Transcribe each of the records below exactly, excluding all pictures.

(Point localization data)
########################################

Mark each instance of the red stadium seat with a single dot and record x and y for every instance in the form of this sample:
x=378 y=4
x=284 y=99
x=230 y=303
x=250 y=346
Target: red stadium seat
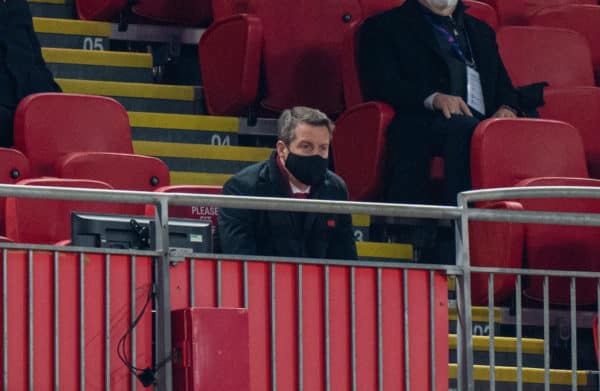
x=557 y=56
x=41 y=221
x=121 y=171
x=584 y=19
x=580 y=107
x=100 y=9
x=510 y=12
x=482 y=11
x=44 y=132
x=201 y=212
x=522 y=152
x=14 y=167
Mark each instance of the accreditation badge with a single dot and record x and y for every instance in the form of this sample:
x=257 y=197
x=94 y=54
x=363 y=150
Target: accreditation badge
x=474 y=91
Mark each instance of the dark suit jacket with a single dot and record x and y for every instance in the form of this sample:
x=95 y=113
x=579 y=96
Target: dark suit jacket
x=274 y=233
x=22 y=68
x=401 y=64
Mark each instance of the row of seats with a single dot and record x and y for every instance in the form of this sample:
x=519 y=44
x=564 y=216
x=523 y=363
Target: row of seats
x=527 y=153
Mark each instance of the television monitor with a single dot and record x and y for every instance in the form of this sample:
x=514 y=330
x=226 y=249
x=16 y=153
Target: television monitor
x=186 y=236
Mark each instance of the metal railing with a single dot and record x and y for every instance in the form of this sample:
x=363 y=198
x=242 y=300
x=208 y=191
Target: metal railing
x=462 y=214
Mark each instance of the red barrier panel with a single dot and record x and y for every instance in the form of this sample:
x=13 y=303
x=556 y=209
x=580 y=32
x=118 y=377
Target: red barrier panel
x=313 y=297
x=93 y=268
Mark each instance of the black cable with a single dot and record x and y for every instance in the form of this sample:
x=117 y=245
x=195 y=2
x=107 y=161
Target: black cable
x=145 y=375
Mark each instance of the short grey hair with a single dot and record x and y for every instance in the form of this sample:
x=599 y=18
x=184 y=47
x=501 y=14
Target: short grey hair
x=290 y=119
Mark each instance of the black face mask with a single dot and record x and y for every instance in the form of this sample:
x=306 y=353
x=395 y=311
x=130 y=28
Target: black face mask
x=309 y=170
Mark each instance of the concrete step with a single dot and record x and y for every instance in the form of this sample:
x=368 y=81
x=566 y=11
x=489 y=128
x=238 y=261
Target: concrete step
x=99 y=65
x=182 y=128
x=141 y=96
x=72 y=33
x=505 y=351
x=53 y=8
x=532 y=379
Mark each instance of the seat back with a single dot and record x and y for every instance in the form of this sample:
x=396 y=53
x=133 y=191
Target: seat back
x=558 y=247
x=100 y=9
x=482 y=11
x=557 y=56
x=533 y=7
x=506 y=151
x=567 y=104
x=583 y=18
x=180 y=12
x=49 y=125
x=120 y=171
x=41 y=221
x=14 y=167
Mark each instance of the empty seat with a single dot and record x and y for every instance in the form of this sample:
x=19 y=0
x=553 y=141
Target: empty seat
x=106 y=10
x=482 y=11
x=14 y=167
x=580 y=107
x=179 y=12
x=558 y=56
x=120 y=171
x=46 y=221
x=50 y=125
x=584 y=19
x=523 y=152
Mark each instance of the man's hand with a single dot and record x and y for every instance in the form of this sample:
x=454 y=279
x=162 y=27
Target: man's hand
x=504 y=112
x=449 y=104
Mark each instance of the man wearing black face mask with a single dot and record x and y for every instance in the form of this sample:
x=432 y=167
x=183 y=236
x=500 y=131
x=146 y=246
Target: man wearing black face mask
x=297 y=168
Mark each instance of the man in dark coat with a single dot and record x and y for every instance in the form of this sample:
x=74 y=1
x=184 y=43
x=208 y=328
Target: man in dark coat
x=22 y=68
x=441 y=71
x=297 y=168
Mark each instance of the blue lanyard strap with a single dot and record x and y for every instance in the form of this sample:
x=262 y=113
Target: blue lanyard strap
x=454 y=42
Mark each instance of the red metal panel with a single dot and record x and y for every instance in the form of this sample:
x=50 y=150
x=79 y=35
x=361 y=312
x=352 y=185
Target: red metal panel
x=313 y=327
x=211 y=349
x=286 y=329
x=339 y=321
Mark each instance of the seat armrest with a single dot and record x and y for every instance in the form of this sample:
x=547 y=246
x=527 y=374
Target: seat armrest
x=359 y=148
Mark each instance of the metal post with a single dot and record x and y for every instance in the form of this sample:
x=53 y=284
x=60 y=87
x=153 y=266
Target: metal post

########################################

EXPECTED ANSWER ->
Mark each instance of the red stadium seat with a single dot and record x and y for every instance in the form of this sample:
x=378 y=4
x=284 y=99
x=230 y=303
x=250 y=346
Target: red stadium seat
x=557 y=56
x=41 y=221
x=121 y=171
x=584 y=19
x=580 y=107
x=100 y=9
x=510 y=12
x=482 y=11
x=44 y=132
x=201 y=212
x=522 y=152
x=14 y=167
Mark each instance of the accreditation badge with a single dot and record x and y for every instance in the form of this sample:
x=257 y=197
x=94 y=54
x=363 y=150
Target: accreditation badge
x=474 y=91
Mark each instance of the dark suit jacket with a single dot and record x and y for every instance in the form of this sample:
x=95 y=113
x=579 y=96
Target: dark suit jacket
x=274 y=233
x=22 y=68
x=401 y=64
Mark each instance of the row of seats with a single dot and record x and y for every instance in the form of this sample:
x=519 y=44
x=564 y=216
x=523 y=363
Target: row of seats
x=527 y=153
Mark each instance of the television monitor with a single dot and record x and y for every instance in the form of this sample:
x=514 y=330
x=226 y=249
x=16 y=153
Target: television monitor
x=186 y=236
Mark each instance of the metal railing with a single dot and record x and y for every instance in the form of this sample:
x=363 y=198
x=242 y=300
x=208 y=191
Target: metal railing
x=462 y=214
Mark each instance of the red barrier panel with a single dot and record x and y for every instance in the form of this sample:
x=13 y=303
x=556 y=209
x=580 y=32
x=118 y=377
Target: red barrier panel
x=313 y=297
x=93 y=268
Mark each instance of the black cable with a single dot and record x and y for every instance in the form of this sample:
x=117 y=245
x=195 y=2
x=107 y=161
Target: black cable
x=145 y=375
Mark each instance of the short grey hair with a single dot and record x and y for every instance in the form of this sample:
x=599 y=18
x=184 y=47
x=501 y=14
Target: short grey hair
x=290 y=119
Mark each instance of the black face mask with a single dot and record x and y for every instance in the form of this sample:
x=306 y=353
x=395 y=311
x=130 y=28
Target: black face mask
x=309 y=170
Mark each instance of the concrete step with a single dot and record x and y for every instance in the form of this sample:
x=368 y=81
x=566 y=11
x=489 y=128
x=238 y=261
Target: concrete step
x=99 y=65
x=182 y=128
x=141 y=96
x=72 y=33
x=505 y=351
x=53 y=8
x=532 y=379
Mark each instance of the seat back with a single dot and record x and y for every instance in the form of this sample:
x=396 y=53
x=133 y=191
Target: seat back
x=558 y=247
x=100 y=9
x=482 y=11
x=557 y=56
x=533 y=7
x=506 y=151
x=567 y=104
x=583 y=18
x=180 y=12
x=49 y=125
x=120 y=171
x=41 y=221
x=14 y=167
Mark each instance of the empty seat with a single dot and record x and y for every instance in the form of this sample:
x=19 y=0
x=553 y=141
Target: empty seat
x=106 y=10
x=482 y=11
x=14 y=167
x=580 y=107
x=179 y=12
x=558 y=56
x=120 y=171
x=46 y=221
x=50 y=125
x=584 y=19
x=523 y=152
Mark each instance of the man's hand with a single dot and record x and y for every instance in the form of this sample:
x=454 y=279
x=162 y=27
Target: man's hand
x=504 y=112
x=449 y=104
Mark each instance of the man wearing black face mask with a single dot and record x and y for every instance in the form of this sample:
x=432 y=167
x=183 y=236
x=500 y=131
x=146 y=246
Target: man wearing black face mask
x=297 y=168
Mark each instance of the man in dark coat with a single dot and record x and y for every instance in the form of this sample:
x=74 y=1
x=184 y=43
x=208 y=328
Target: man in dark coat
x=22 y=68
x=441 y=71
x=297 y=168
Mark each instance of the blue lanyard strap with a single dot and record x and y for every instance in the form of this sample:
x=262 y=113
Target: blue lanyard strap
x=454 y=42
Mark each instance of the red metal panel with a single dot and record x and y for every instance in the form of this sample:
x=50 y=150
x=79 y=35
x=361 y=312
x=352 y=185
Target: red metal panel
x=313 y=327
x=211 y=349
x=286 y=329
x=339 y=321
Mark each instance of the seat armrest with a single dot and record x and y for every instance in the form of this sample:
x=547 y=246
x=527 y=374
Target: seat armrest
x=359 y=148
Mark each instance of the metal post with a single dot and record x and y for every instance in the form of this sample:
x=53 y=284
x=60 y=87
x=153 y=266
Target: metal post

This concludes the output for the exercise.